#### Exercise objective
If an entry holds a picture, drop the picture but restate the entry word for word.

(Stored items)
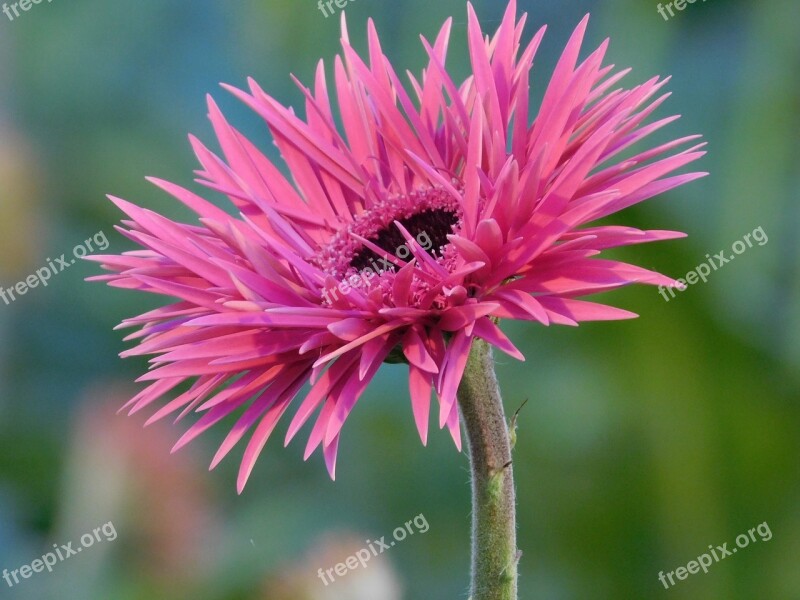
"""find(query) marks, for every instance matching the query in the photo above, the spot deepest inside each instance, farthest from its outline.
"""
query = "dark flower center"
(429, 228)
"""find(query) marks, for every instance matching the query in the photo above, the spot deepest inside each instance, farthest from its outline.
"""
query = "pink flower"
(436, 210)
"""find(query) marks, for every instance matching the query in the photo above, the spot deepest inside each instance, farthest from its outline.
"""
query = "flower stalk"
(494, 534)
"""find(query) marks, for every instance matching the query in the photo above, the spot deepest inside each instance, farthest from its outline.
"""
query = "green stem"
(494, 543)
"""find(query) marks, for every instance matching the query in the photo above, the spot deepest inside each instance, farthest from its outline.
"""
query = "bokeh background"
(642, 443)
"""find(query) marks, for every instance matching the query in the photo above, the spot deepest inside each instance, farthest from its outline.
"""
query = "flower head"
(437, 209)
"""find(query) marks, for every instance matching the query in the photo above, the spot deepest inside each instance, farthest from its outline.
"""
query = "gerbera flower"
(436, 209)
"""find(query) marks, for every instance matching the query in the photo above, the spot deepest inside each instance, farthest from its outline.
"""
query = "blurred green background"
(643, 442)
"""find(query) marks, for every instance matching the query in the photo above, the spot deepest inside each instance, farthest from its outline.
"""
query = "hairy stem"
(494, 535)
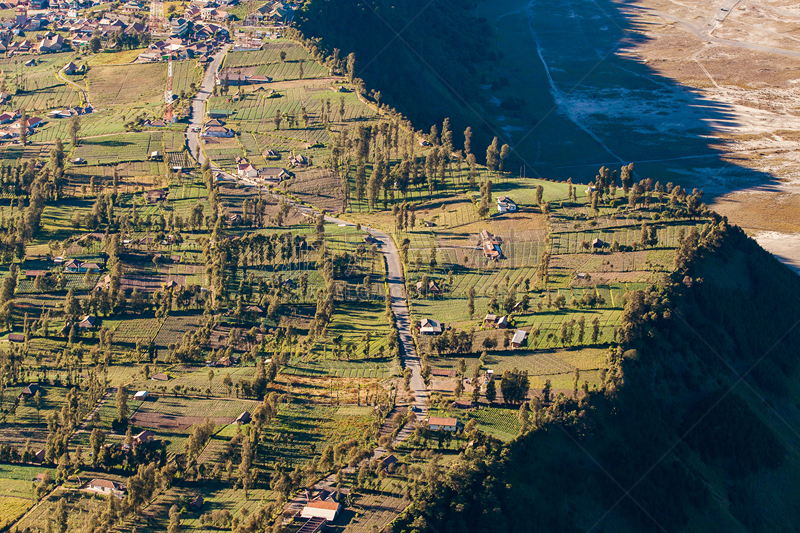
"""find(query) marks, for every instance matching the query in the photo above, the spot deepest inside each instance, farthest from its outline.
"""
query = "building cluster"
(265, 175)
(187, 40)
(12, 125)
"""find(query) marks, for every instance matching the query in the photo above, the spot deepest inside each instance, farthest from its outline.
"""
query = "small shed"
(144, 437)
(29, 391)
(88, 322)
(519, 338)
(429, 327)
(436, 423)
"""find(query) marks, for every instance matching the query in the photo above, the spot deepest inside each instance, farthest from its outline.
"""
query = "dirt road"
(199, 105)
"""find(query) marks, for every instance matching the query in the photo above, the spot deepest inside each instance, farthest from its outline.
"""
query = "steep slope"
(430, 71)
(692, 429)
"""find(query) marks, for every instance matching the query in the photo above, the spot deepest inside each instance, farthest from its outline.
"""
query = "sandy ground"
(705, 93)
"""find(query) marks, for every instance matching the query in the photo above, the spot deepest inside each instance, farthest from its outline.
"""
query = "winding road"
(199, 105)
(395, 278)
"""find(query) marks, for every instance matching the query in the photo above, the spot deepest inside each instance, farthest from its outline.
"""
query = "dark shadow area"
(501, 67)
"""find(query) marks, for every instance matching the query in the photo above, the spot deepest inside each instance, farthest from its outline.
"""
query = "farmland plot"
(135, 85)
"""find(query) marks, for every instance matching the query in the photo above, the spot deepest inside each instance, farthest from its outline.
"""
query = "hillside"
(430, 71)
(692, 428)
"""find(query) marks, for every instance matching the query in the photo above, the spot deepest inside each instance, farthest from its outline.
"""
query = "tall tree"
(492, 153)
(74, 129)
(123, 411)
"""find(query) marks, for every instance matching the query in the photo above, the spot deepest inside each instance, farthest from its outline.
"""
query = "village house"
(273, 174)
(327, 509)
(75, 266)
(154, 196)
(197, 503)
(519, 338)
(438, 423)
(428, 326)
(505, 205)
(298, 160)
(88, 322)
(432, 288)
(107, 487)
(246, 170)
(217, 131)
(145, 437)
(29, 391)
(51, 42)
(490, 246)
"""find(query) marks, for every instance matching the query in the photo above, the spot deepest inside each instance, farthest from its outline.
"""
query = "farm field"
(131, 86)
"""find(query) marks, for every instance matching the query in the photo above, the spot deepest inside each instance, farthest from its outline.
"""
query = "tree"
(174, 520)
(23, 130)
(96, 441)
(123, 411)
(492, 153)
(351, 67)
(74, 129)
(503, 155)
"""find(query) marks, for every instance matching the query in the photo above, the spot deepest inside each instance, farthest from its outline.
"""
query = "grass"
(117, 148)
(130, 86)
(12, 509)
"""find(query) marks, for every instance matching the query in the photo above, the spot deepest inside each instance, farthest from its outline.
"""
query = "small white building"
(429, 327)
(246, 170)
(506, 205)
(519, 338)
(107, 487)
(327, 509)
(436, 423)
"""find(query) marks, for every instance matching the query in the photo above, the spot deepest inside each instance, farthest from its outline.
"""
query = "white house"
(519, 338)
(436, 423)
(246, 170)
(327, 509)
(505, 205)
(218, 131)
(107, 487)
(429, 327)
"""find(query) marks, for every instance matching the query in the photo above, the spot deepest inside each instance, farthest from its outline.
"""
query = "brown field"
(317, 187)
(164, 421)
(130, 85)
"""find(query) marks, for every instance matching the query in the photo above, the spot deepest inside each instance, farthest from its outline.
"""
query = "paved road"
(199, 105)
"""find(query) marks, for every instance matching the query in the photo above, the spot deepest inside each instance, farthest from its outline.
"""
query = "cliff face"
(692, 430)
(428, 72)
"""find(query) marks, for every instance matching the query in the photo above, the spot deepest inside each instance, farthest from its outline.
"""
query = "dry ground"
(688, 98)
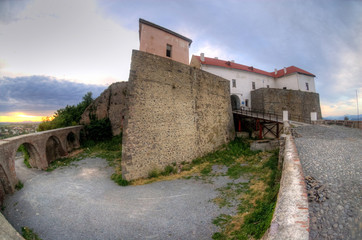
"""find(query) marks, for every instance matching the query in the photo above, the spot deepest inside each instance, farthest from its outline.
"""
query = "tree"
(68, 116)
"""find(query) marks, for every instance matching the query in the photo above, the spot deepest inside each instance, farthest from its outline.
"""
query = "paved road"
(333, 156)
(81, 202)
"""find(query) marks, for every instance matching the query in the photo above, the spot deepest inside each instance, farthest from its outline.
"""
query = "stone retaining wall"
(7, 232)
(346, 123)
(175, 113)
(291, 217)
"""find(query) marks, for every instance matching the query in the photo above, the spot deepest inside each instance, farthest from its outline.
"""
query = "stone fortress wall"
(175, 113)
(297, 103)
(110, 104)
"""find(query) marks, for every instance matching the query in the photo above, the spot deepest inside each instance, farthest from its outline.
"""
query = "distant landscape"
(14, 129)
(350, 117)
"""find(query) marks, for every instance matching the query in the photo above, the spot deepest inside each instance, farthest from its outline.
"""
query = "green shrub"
(98, 130)
(117, 178)
(28, 234)
(19, 185)
(153, 173)
(68, 116)
(169, 170)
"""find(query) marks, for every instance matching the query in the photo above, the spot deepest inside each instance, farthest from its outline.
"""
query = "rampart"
(110, 104)
(175, 113)
(299, 104)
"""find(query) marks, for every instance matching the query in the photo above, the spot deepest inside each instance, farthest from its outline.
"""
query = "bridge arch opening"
(54, 149)
(5, 187)
(30, 153)
(71, 141)
(235, 102)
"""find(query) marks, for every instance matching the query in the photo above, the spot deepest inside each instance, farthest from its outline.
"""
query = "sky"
(53, 52)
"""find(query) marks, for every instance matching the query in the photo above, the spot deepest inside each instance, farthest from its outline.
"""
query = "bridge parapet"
(43, 147)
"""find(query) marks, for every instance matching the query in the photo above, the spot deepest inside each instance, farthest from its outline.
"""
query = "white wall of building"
(244, 82)
(303, 79)
(243, 79)
(288, 82)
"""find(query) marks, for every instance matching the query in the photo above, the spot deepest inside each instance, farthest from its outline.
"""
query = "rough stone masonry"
(175, 113)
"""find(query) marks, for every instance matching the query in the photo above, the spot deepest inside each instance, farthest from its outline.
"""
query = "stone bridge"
(43, 147)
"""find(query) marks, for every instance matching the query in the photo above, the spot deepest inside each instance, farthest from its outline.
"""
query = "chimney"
(202, 57)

#### Answer below
"""find(query) marks, for every instance matching the query in the photo above, the spot deepest inside each instance, farthest from its outline.
"""
query = "dark flower center"
(429, 228)
"""find(query) marks, for every instance matching the query in the photo above, the spot deepest inside each instance, farthest from its outline.
"""
query = "pink flower"
(436, 210)
"""find(query) marks, for every instance matching the query in the photo above, the spot deepest inside each instance, farthest from its outline.
"""
query = "flower stalk"
(494, 534)
"""find(query) marks, for every instance matching the query in the photo above, the spot deepest inside each instance, farthest from its outline.
"""
query = "green stem"
(494, 543)
"""find(query) marks, for every instance matching the query in the photo above, the spot deepest inside each instance, farthest from its outline.
"""
query = "bokeh background"
(642, 443)
"""find(query) marks, for every instance matching the query in the photo above, the spot deepest inside each instance, farthest from its outline.
"""
query = "flower head"
(437, 209)
"""find(query) marks, for every instance matching the query in the photo above, the spot deepest inside each instance, farthest from its outline.
"""
query = "gerbera flower"
(436, 209)
"""find(query) marks, for every instance matching the query in the photo above, the spot deepest inside each instance, farthest from its outline.
"""
query = "blurred green background"
(643, 442)
"""find(query) marks, for every instance matching the query in the photo above, the spot deepest inside each instance, farthest from its outline.
"""
query = "hairy stem"
(494, 535)
"""find(query) marks, for every instance matching the query in the photo above, the spot deepest inside each instance, farthest from its outline.
"""
query = "building cluster"
(265, 175)
(187, 40)
(12, 125)
"""find(query) marks, for every instance matching the query in the photo above, the spot deepest inside each instance, farthest from its outline.
"""
query = "small shed"
(144, 437)
(29, 391)
(88, 322)
(519, 338)
(429, 327)
(436, 423)
"""find(query) marks, for every instance matching the query in the photo above, the spot deepest inside each instance, farthest from its outline.
"""
query = "dirt road"
(199, 105)
"""find(query) marks, for every instance matching the query in the photo above, the spot deepest inside each instance, farthest from its outline.
"""
query = "steep slope"
(430, 71)
(692, 429)
"""find(query) marks, for every instance matching the query in the photo above, the spot deepest inside each instance, farthest from its outline.
"""
query = "sandy ground"
(705, 93)
"""find(query) marks, for every instance matching the query in the photo above, the spot deepest inside each instance, farthest from its outline.
"""
query = "winding road"
(199, 105)
(395, 278)
"""find(query) marks, for every instance matching the query in the photo above, the spot deepest inside each instance, farthest from its outline.
"""
query = "dark shadow area"
(501, 67)
"""find(query) marks, for every instance matching the query in the photo above, the spot deepest inside each instance, farthest from its outline.
"""
query = "farmland plot"
(135, 85)
"""find(query) marks, for every instance matching the query in the photo above, the spot deepest inside each instance, farthest from its outline.
"""
query = "hillside"
(430, 71)
(692, 428)
"""find(query) marks, for every instance matching the query in the photo above, the spot deepest inside each instance, farthest from its outline.
"""
query = "tall tree"
(492, 153)
(74, 129)
(123, 411)
"""find(query) marks, for every instance matching the query in the photo above, the spot deepest inside each instance, farthest from its outline.
"""
query = "village house"
(273, 174)
(327, 509)
(75, 266)
(154, 196)
(197, 503)
(519, 338)
(438, 423)
(428, 326)
(505, 205)
(298, 160)
(88, 322)
(432, 288)
(107, 487)
(246, 170)
(217, 131)
(145, 437)
(29, 391)
(51, 42)
(490, 246)
"""find(query) marks, for every instance matching the query in the photo above, the spot deepest inside each instance, farthest from its outline.
"""
query = "farm field"
(131, 86)
"""find(query) marks, for every instance matching the query in the photo above, the spot deepest inside each instance, farthest from its outline.
"""
query = "tree"
(174, 520)
(23, 130)
(96, 441)
(123, 411)
(492, 153)
(351, 67)
(74, 129)
(503, 155)
"""find(query) marks, for every instance matching the query in the photo above, the spot deepest inside each instance, farthest from its outline.
"""
query = "grass"
(117, 148)
(130, 86)
(12, 509)
"""find(query) marks, for every instance matching the query in the photo above, the spot deepest inside each instance, farthest from its outline.
"""
query = "small white building"
(429, 327)
(246, 170)
(506, 205)
(519, 338)
(107, 487)
(327, 509)
(436, 423)
"""find(query) marks, for every instance matching the query in the photo above, the spot deepest inside each instance, farthest from its outline.
"""
query = "white house"
(519, 338)
(436, 423)
(246, 170)
(327, 509)
(505, 205)
(218, 131)
(107, 487)
(429, 327)
"""find(query) marks, for every instance matching the query in the photo above, the spot deepest inside each instance, farthest from its outline.
"""
query = "brown field"
(317, 187)
(164, 421)
(130, 85)
"""find(query) marks, for every instance matching the query in the photo above, the spot deepest inside each instance, farthest from its outline.
"""
query = "paved road"
(199, 105)
"""find(query) marks, for every instance matching the query in the photo above, the spot deepest inside each instance, farthest from its outline.
"""
query = "cliff face"
(692, 430)
(428, 72)
"""find(query) marks, for every instance matching the query in the photo above, the spot deepest inside each instance, farthest from its outline.
"""
query = "dry ground"
(688, 98)
"""find(query) marks, for every instance matching the query in the photo above, the spot deepest inside each instance, farthest from its outline.
"""
query = "tree"
(68, 116)
"""find(query) marks, for every instance matching the query in the photo above, the spot deepest inside each instance, farthest from its outline.
"""
query = "paved road"
(333, 156)
(81, 202)
"""find(query) marks, for every instance matching the query in the photo above, the spot deepest inside each instance, farthest from its outline.
"""
query = "stone retaining wall"
(7, 232)
(346, 123)
(175, 113)
(291, 217)
"""find(query) marks, for every instance matching the query in the photo above, the spot deepest inside each instance, farthest from its outline.
"""
query = "stone fortress wall"
(175, 113)
(297, 103)
(110, 104)
"""find(query) marks, for every instance matching the query in the photo above, the spot deepest inside each instance, farthest from its outline.
"""
query = "distant landscape"
(14, 129)
(350, 117)
"""find(query) marks, for every instance matching the query in the photo above, the spot deepest inside each instance, farthest from its outline.
"""
query = "green shrub"
(98, 130)
(117, 178)
(28, 234)
(19, 185)
(153, 173)
(68, 116)
(169, 170)
"""find(query) marks, for every instance matching the query in the photo above, the spot deepest inside each instance, farthest from its outline.
"""
query = "rampart"
(110, 104)
(175, 113)
(299, 104)
"""find(query) marks, for every instance matching the query in the photo above, the spot deepest inside each instance, farthest from its outline.
"""
query = "bridge arch opening"
(54, 149)
(5, 187)
(30, 153)
(71, 141)
(235, 102)
"""find(query) marks, for every instance matching the query in the photo above, the spot deepest inside each instance, farthest from its outline.
"""
query = "sky"
(53, 52)
"""find(query) marks, for every instance matching the query in the photo above, the spot deepest inside each instance, farthest from its outline.
"""
query = "bridge parapet"
(43, 147)
"""find(query) marks, for every instance matching the query in the photo above, the spot deepest inside each instance, farthest from its outline.
"""
query = "white wall of building"
(244, 82)
(303, 79)
(243, 79)
(288, 82)
"""find(query) marks, for every instance matching the query in the photo above, the spot deepest inside each instance, farthest from its outline.
"""
query = "rough stone masonry"
(175, 113)
"""find(query) marks, for every instance matching the query in the photo above, the spot deepest inside each instance, farthest from its outline.
"""
query = "stone bridge"
(43, 147)
"""find(query) marks, for every instance matching the query in the photo above, the spot deepest inside each instance, farthest from its outline.
"""
query = "chimney"
(202, 57)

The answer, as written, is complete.